# DATA SHOWN start

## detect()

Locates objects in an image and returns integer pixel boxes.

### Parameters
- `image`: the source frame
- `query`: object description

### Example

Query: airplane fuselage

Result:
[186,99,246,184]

# DATA SHOWN end

REQUIRED TASK: Rewrite the data above, replacing "source frame" with "input frame" and keeping everything else the same.

IN RESPONSE:
## detect()

Locates objects in an image and returns integer pixel boxes.

### Parameters
- `image`: the input frame
- `query`: object description

### Example

Query: airplane fuselage

Result:
[186,99,246,184]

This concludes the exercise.